人間なんて人情盗坊
たまにはプライベートな話を。
13年前に母を見送り、やもめの実父をプチ介護中。
3月17日、93歳になりました。
昨秋、救急搬送されて病院で1泊して帰ってくるというのを繰り返しやらかし、結局は入院させてもらった。面会は週1回15分だけ認められていたのが、オミクロンのせいで全面禁止に。最後の面会は年末、その週末までで面会できなくなるという知らせを受けて慌てて会いに行ったら、やや伸びすぎの不精髭がかっこよくて吃驚したぜ。父の無精髭の顔なんて、初めて見たかもしれない。
急性期病棟から地域包括病棟に移り、日数が限界になったので、老健を探してもらって入所することになった。ところが、移動日が決まった矢先、環境が変わることになると聞いて動揺したのか、発熱してしまい、入所が延期になってしまった。
熱が引いて、改めて入所日が決まったら今度は、受け入れ先の施設でスタッフさんに濃厚接触による自宅待機者が続出してしまって手が回らない、とのことで再延期。2週間後に入所日を設定して、今度こそと思っていたら、なんと同室の入院患者さんの陽性が発覚。父も抗原検査では陰性だったものの、PCR検査で陽性が出てしまった。
今いる病院には専用病床がなくて、本来なら専用病床がある病院へ転院するところなのだが、どこも満床で入れない。空くのを待っている間に隔離期間が終わるということもあるから、うちで責任を持って診ますから、と院長先生が力強く仰ってくださった。介護関係も含め、医療従事者の皆さんのご苦労ご心労はどれほどだろう、と泣けてきてしまった。

### [作業項目 1]
父の入院についての文章から、「3月17日、93歳になりました。」から「R検査で陽性が出てしまった。」までを、その両端も含めて一字一句そのまま書き写すこと。
### [作業項目 2]
父の入院についての文章の「熱が引いて」で始まる段落を、主な事実を残してより短く書き直すこと。

### [提供資料]
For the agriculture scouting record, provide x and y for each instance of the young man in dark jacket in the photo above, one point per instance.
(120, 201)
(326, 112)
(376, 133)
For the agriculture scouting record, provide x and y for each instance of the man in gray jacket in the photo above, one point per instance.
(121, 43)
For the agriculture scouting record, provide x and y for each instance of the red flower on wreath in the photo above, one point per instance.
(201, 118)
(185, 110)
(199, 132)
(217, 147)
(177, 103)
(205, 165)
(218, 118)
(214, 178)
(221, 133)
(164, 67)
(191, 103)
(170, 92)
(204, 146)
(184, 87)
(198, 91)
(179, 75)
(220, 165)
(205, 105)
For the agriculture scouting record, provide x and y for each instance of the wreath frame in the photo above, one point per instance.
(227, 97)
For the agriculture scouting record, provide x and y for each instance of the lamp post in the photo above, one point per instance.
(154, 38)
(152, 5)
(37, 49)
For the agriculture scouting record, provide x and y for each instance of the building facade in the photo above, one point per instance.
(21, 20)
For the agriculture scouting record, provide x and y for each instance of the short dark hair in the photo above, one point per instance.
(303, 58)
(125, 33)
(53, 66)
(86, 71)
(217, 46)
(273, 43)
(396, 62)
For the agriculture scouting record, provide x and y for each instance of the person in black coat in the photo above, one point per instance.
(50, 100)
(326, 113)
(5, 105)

### [解答 1]
3月17日、93歳になりました。
昨秋、救急搬送されて病院で1泊して帰ってくるというのを繰り返しやらかし、結局は入院させてもらった。面会は週1回15分だけ認められていたのが、オミクロンのせいで全面禁止に。最後の面会は年末、その週末までで面会できなくなるという知らせを受けて慌てて会いに行ったら、やや伸びすぎの不精髭がかっこよくて吃驚したぜ。父の無精髭の顔なんて、初めて見たかもしれない。
急性期病棟から地域包括病棟に移り、日数が限界になったので、老健を探してもらって入所することになった。ところが、移動日が決まった矢先、環境が変わることになると聞いて動揺したのか、発熱してしまい、入所が延期になってしまった。
熱が引いて、改めて入所日が決まったら今度は、受け入れ先の施設でスタッフさんに濃厚接触による自宅待機者が続出してしまって手が回らない、とのことで再延期。2週間後に入所日を設定して、今度こそと思っていたら、なんと同室の入院患者さんの陽性が発覚。父も抗原検査では陰性だったものの、PCR検査で陽性が出てしまった。

### [解答 2]
熱が下がって入所日が決め直されたが、受け入れ先の施設でスタッフに濃厚接触による自宅待機者が相次ぎ、入所は再び延期された。2週間後に入所日を設定したところ、同室の入院患者の陽性が判明した。父も抗原検査では陰性だったが、PCR検査で陽性となった。